TASK BRIEF: Update the listing from its start through the line containing "pixel 113 714" by replacing "Target" with "Object" and leaving everything else unchanged. Leave the pictures out of your answer.

INPUT DATA:

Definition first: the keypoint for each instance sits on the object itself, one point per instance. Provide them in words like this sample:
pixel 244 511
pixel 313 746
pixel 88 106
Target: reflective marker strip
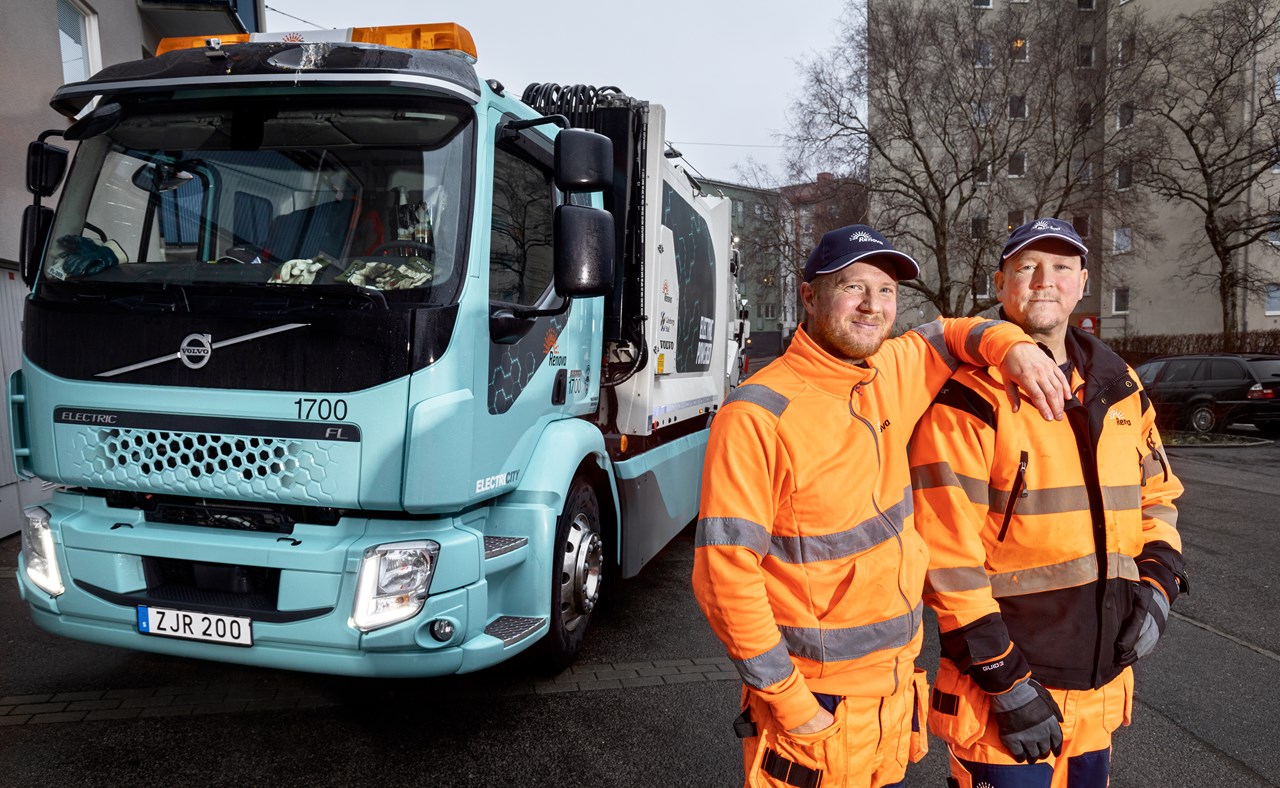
pixel 766 669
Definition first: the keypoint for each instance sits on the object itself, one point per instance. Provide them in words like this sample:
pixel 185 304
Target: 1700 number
pixel 324 409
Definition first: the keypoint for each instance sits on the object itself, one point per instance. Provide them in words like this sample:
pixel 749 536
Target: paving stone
pixel 40 708
pixel 62 717
pixel 94 705
pixel 78 696
pixel 113 714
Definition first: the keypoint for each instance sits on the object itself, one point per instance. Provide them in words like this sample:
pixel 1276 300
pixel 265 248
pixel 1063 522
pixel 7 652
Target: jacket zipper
pixel 1019 489
pixel 897 535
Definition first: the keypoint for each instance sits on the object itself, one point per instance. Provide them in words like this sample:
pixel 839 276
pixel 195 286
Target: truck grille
pixel 197 463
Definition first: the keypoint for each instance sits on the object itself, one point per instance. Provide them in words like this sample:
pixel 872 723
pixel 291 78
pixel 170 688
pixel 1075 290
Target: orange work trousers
pixel 960 717
pixel 868 746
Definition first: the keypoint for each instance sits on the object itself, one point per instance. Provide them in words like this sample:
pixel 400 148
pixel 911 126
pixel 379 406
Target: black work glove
pixel 1142 630
pixel 1028 720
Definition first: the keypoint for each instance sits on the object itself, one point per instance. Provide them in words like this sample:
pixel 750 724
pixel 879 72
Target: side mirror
pixel 584 251
pixel 46 164
pixel 36 223
pixel 584 161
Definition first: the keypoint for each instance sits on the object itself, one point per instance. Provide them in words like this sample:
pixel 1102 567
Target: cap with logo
pixel 1045 229
pixel 846 246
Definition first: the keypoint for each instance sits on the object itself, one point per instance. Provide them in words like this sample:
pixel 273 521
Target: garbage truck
pixel 343 360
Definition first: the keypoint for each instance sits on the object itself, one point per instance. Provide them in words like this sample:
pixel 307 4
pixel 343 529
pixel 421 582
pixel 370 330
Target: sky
pixel 726 70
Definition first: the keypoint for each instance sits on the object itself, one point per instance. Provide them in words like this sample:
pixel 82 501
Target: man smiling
pixel 1054 554
pixel 807 562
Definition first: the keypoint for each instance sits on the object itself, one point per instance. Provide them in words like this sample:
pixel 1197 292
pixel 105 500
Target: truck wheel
pixel 576 575
pixel 1202 418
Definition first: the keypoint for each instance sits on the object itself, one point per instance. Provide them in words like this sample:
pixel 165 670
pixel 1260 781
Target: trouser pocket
pixel 958 706
pixel 919 715
pixel 798 760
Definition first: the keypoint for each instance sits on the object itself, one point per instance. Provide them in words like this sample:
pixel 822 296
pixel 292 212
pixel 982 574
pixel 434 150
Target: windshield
pixel 288 195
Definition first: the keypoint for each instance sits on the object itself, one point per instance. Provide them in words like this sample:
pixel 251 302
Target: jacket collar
pixel 823 370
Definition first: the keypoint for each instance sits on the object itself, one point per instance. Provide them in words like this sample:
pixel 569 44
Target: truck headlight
pixel 392 583
pixel 37 550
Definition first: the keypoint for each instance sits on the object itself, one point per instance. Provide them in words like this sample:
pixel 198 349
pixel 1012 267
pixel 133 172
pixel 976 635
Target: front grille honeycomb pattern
pixel 197 463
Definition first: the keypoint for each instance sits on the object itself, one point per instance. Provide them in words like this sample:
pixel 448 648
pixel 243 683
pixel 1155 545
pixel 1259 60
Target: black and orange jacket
pixel 807 563
pixel 1040 532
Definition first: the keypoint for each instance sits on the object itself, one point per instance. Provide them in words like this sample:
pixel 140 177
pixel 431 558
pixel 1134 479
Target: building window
pixel 1016 165
pixel 77 35
pixel 1124 114
pixel 1084 114
pixel 982 53
pixel 1127 50
pixel 978 227
pixel 1121 241
pixel 1272 302
pixel 1124 175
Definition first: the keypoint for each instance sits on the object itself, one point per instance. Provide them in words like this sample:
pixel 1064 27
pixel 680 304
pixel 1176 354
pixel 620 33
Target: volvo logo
pixel 195 349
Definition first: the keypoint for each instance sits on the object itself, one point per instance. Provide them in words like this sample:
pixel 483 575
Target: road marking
pixel 1269 654
pixel 33 709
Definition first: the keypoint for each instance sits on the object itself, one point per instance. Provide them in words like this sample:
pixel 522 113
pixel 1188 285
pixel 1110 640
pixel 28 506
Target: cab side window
pixel 520 242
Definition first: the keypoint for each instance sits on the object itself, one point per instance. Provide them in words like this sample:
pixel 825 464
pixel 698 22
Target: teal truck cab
pixel 347 361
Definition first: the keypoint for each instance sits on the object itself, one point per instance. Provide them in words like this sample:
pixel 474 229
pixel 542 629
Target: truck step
pixel 512 628
pixel 501 545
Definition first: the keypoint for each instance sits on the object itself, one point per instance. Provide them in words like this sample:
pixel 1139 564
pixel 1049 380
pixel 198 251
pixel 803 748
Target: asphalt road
pixel 648 704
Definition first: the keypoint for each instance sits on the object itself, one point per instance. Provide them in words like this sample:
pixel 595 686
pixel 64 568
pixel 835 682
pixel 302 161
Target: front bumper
pixel 105 557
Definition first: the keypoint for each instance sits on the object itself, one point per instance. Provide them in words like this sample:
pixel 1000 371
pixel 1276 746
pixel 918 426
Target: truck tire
pixel 577 572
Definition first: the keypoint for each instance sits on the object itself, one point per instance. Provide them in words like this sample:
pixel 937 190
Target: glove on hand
pixel 1142 631
pixel 1028 720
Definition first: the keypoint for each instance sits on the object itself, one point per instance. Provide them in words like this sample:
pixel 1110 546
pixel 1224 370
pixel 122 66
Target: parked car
pixel 1211 390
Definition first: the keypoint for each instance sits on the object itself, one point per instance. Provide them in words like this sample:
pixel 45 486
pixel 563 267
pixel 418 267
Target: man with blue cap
pixel 1054 553
pixel 808 564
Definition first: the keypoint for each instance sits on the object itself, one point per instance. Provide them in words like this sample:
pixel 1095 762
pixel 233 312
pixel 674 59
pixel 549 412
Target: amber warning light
pixel 443 37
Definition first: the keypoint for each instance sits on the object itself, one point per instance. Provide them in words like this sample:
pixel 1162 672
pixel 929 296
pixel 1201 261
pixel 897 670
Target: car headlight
pixel 392 583
pixel 37 551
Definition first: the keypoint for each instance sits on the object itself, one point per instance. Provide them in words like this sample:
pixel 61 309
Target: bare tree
pixel 968 118
pixel 1216 99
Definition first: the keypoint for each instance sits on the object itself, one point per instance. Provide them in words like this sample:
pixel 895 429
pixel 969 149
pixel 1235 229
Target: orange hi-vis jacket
pixel 1040 532
pixel 807 563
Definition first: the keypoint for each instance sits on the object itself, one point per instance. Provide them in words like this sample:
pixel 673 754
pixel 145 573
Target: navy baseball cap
pixel 1042 229
pixel 846 246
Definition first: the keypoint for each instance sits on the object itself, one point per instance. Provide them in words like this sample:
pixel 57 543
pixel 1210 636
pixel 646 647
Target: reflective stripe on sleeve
pixel 955 578
pixel 940 475
pixel 760 395
pixel 932 333
pixel 974 339
pixel 1161 512
pixel 853 642
pixel 732 531
pixel 764 669
pixel 1066 575
pixel 850 541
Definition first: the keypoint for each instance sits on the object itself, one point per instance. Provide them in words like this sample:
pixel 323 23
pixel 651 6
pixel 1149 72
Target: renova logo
pixel 195 349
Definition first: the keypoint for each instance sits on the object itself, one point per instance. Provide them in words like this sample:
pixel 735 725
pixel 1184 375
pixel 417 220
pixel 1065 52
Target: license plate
pixel 196 626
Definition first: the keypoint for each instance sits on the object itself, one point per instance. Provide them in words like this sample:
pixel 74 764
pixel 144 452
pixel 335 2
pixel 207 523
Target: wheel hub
pixel 581 572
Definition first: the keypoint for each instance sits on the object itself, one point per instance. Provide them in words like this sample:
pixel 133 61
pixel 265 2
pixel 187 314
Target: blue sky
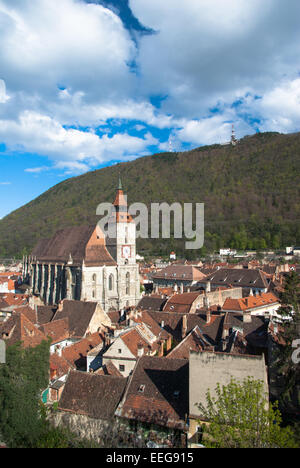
pixel 86 84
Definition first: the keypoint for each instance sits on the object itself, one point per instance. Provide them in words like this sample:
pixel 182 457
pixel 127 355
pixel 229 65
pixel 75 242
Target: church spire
pixel 120 187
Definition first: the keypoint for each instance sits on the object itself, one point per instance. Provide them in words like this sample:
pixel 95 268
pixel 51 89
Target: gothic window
pixel 127 283
pixel 94 286
pixel 111 282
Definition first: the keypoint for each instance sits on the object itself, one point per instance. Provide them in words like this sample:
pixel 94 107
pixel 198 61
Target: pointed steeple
pixel 120 204
pixel 120 183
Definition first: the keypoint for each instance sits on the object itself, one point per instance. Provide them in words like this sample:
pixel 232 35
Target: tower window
pixel 111 282
pixel 127 283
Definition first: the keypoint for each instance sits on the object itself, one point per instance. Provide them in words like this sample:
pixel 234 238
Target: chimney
pixel 184 327
pixel 140 350
pixel 208 315
pixel 247 317
pixel 161 349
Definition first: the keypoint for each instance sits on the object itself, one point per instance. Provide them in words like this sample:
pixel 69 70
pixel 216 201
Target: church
pixel 82 263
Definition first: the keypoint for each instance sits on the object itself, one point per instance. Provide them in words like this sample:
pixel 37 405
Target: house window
pixel 127 283
pixel 111 282
pixel 94 286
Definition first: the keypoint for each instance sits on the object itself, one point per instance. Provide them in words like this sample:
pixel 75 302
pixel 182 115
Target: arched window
pixel 111 282
pixel 127 283
pixel 94 277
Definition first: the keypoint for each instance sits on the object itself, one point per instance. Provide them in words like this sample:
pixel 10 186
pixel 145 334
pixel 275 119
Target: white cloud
pixel 206 51
pixel 3 95
pixel 68 147
pixel 65 72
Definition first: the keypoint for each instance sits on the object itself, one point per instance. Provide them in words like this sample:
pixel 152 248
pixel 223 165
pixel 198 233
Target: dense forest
pixel 250 191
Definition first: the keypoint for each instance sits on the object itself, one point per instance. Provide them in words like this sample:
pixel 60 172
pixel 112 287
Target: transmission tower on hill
pixel 234 141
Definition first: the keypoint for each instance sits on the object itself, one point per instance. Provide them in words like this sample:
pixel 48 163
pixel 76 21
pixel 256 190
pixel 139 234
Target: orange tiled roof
pixel 250 302
pixel 78 351
pixel 19 328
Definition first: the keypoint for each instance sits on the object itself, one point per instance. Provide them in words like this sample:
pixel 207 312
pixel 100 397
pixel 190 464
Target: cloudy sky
pixel 86 84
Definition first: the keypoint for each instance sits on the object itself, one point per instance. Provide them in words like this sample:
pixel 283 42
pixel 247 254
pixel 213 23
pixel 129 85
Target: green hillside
pixel 250 191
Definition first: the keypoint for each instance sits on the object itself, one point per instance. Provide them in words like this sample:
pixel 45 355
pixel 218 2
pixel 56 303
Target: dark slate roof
pixel 152 302
pixel 72 241
pixel 194 341
pixel 255 332
pixel 158 392
pixel 212 331
pixel 64 242
pixel 238 277
pixel 96 396
pixel 79 314
pixel 179 273
pixel 44 314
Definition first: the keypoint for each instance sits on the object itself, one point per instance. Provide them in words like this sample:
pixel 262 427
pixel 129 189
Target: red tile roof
pixel 250 302
pixel 19 328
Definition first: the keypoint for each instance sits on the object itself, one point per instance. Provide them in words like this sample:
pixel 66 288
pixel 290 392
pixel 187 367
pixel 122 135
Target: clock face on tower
pixel 126 251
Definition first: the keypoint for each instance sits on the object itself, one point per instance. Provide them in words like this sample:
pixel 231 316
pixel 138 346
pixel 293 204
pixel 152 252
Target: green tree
pixel 239 416
pixel 285 365
pixel 22 379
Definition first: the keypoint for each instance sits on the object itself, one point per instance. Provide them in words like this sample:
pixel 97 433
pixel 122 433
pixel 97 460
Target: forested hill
pixel 250 191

WRITTEN ANSWER:
Definition first: the keypoint for each instance sits on the object itself, one point per instance. Provide them in words like this sample:
pixel 244 511
pixel 313 746
pixel 88 106
Object: reflective marker strip
pixel 766 669
Definition first: the keypoint for each instance sits on the object itself, one point per instance. Provide them in words like this sample:
pixel 185 304
Object: 1700 number
pixel 324 409
Definition first: the keypoint for each instance sits on the object itself, one point per instance. Provide them in words like this sample:
pixel 749 536
Object: paving stone
pixel 40 708
pixel 62 717
pixel 94 705
pixel 78 696
pixel 113 714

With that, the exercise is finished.